**** Excerpt ****

Both the echoes of women’s voices speaking out against sexual harassment and assault over the decades and the deafening silence of thousands more who suffered quietly for centuries were packed into the national discussion in the last two and a half years. The sentencing of the disgraced Hollywood producer – the first criminal alleged in the spiral of allegations – is a symbolic victory for every single victim¹ of sexual violence in the country. Why should it be for us, considering most victims are not eager actresses trying to break into Hollywood? It marks a milestone in transforming the vicious rape culture that all victims know too well. I’ll discuss why understanding sexual assault and rape as a society is so complicated.²

Rape is like murder, a monstrous act only committed by strangers. You don’t know any murderers. Or if you’re one of the very few people who does know one, you stay the hell away. Murderers aren’t normal people, and neither are rapists. So, the only logical conclusion is that you’re not friends with any rapists, just like how you’re not friends with any murderers. The only flaw in that otherwise perfect line of reasoning is that you know rape victims – a lot of them. 20% of women will be raped in their lifetime.

People’s cognitive dissonance will allow them to be supportive of and even empathize with their friends who are made victims, while still having no trouble believing that their friends who are rapists, are blameless (The rapist didn’t go into the evening with the intention of violating her, after all, and he really is a great friend. He’s loving in his relationships, needs intimacy like everyone else, and is honestly a little misunderstood). The problem with allowing these inconsistent ideas to coexist is that neutral isn’t neutral. Avoiding taking sides, being polite to or continuing friendships with both people, and “staying out of it” – these ideas are fantasies. Miel Bredouw succinctly and eloquently explains why in a tweet from November 2015:

in rape/abuse situations, there is no neutral. you have agency to help. non-action is painful to the victim, unnoticed by the abuser.

**** Input for this task ****

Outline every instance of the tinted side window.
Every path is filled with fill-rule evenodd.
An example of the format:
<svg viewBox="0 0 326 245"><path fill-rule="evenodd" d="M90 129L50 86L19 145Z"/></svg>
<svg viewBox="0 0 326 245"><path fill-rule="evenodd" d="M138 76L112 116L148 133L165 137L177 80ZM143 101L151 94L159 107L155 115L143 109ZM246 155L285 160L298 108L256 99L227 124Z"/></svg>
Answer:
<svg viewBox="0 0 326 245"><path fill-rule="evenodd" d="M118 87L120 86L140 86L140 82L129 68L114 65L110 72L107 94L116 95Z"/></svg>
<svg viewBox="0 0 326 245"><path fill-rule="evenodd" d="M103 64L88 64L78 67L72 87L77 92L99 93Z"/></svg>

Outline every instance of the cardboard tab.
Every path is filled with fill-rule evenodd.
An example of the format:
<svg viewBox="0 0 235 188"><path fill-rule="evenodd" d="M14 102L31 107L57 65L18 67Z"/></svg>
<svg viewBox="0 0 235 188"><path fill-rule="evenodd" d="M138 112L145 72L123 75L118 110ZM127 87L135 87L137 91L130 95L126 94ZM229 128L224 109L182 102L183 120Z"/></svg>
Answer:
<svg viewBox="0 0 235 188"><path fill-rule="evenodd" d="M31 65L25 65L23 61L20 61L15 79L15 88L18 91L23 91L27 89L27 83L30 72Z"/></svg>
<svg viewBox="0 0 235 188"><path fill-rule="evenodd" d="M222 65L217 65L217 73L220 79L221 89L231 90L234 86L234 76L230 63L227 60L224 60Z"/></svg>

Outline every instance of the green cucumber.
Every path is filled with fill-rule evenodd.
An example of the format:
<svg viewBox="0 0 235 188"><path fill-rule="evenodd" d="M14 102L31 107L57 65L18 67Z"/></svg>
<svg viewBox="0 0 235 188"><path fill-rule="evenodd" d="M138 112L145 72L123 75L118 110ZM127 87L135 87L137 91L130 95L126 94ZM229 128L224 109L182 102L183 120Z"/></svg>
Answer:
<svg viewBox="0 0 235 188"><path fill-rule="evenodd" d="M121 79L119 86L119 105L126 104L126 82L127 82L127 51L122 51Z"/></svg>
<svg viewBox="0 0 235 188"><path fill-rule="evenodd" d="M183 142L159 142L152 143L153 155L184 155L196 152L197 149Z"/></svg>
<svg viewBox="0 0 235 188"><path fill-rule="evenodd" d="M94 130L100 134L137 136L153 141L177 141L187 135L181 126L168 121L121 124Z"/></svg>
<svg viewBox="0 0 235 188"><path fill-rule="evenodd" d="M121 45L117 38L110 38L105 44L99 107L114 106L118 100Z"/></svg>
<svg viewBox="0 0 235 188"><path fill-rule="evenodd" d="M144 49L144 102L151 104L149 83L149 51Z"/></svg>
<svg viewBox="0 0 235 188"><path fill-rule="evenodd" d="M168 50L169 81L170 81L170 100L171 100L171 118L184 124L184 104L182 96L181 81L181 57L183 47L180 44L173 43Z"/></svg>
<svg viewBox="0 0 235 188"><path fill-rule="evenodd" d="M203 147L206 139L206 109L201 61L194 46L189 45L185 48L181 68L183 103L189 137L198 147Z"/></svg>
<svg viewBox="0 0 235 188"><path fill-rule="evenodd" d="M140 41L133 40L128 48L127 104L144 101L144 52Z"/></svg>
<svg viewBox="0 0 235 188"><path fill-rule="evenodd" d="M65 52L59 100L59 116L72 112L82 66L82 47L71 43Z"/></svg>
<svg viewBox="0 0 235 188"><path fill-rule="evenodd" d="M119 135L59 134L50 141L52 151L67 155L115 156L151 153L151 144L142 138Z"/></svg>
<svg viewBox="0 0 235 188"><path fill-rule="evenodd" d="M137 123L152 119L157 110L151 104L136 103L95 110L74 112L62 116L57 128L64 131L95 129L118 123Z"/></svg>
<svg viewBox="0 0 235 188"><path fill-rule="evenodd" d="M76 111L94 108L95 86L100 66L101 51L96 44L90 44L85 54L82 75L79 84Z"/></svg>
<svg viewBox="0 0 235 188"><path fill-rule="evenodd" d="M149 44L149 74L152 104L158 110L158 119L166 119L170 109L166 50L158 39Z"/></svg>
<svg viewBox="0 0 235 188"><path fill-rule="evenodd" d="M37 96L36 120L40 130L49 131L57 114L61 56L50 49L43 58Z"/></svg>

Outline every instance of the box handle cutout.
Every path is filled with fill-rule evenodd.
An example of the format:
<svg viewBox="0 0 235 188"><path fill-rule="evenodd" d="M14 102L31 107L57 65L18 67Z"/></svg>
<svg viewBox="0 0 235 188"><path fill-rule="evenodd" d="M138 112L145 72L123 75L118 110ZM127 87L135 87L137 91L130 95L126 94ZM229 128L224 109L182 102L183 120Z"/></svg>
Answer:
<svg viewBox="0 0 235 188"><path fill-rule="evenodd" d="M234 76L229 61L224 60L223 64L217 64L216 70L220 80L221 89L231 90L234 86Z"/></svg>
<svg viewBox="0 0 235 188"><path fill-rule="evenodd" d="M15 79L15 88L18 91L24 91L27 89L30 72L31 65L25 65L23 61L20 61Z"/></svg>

****

◆ **The tasks**
1) Swap "cardboard tab" for "carton flap" in the rows, covering everything from the line containing "Outline every instance of the cardboard tab." down to the line containing "65L217 65L217 73L220", and give those lines again with nothing else changed.
2) Supply the next part of the essay on rape culture, picking up after its final sentence.

◆ **Task-by-task answers**
1)
Outline every instance of the carton flap.
Every path is filled with fill-rule evenodd.
An example of the format:
<svg viewBox="0 0 235 188"><path fill-rule="evenodd" d="M14 102L31 107L57 65L18 67Z"/></svg>
<svg viewBox="0 0 235 188"><path fill-rule="evenodd" d="M138 112L145 72L123 75L118 110ZM127 87L135 87L137 91L130 95L126 94ZM229 128L224 109L182 102L183 120Z"/></svg>
Answer:
<svg viewBox="0 0 235 188"><path fill-rule="evenodd" d="M31 65L25 65L23 61L20 61L15 79L15 88L18 91L23 91L27 89L27 83L30 72Z"/></svg>
<svg viewBox="0 0 235 188"><path fill-rule="evenodd" d="M222 65L217 65L217 73L220 79L221 89L231 90L234 86L234 76L230 63L227 60L224 60Z"/></svg>

2)
Choosing not to take sides sends the victim the indisputable message of having chosen the side of the abuser.

But the complication to my “Rape is like murder” simile is that murder doesn’t parade as some other ubiquitous and innocuous act. Rape can be written off as sex, and the intention behind the act may not even be harmful. A rapist might not acknowledge when they’re committing an act of sexual violence; after all, what they are doing is a pleasant activity that everyone engages in. What’s so violent about it? Murderers know when they’ve killed someone. Left undisturbed, sexual abusers could spend their entire lives believing it was nothing worse than sex. In their TED talk, Tom Stranger speaks alongside his rape victim, Thordis Elva. He reflects on this event, 20 years later:

I disavowed the truth by convincing myself it was sex and not rape. And this is a lie I’ve felt spine-bending guilt for.

The most important takeaway here is that sexual assault does not need to be premeditated, nor intentional, to be wrong.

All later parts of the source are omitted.